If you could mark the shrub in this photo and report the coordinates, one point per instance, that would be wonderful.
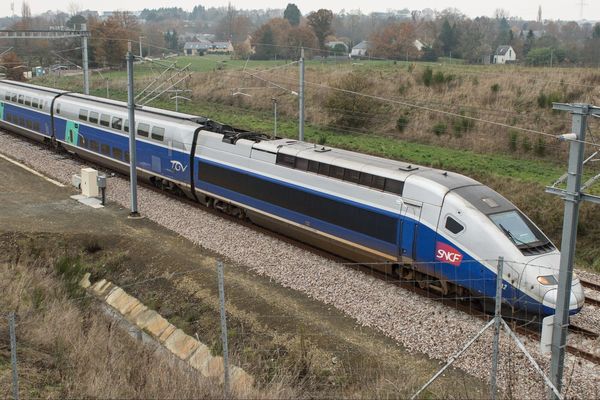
(427, 76)
(513, 138)
(438, 78)
(352, 110)
(545, 100)
(440, 128)
(526, 145)
(401, 123)
(540, 147)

* * *

The pictures in the entries above should be left out; all else must be copied exactly.

If you could mark the shrub in this photo and report the coordinates, one point per instance, that would be wonderful.
(427, 76)
(513, 138)
(438, 78)
(352, 110)
(545, 100)
(440, 128)
(526, 145)
(401, 123)
(540, 147)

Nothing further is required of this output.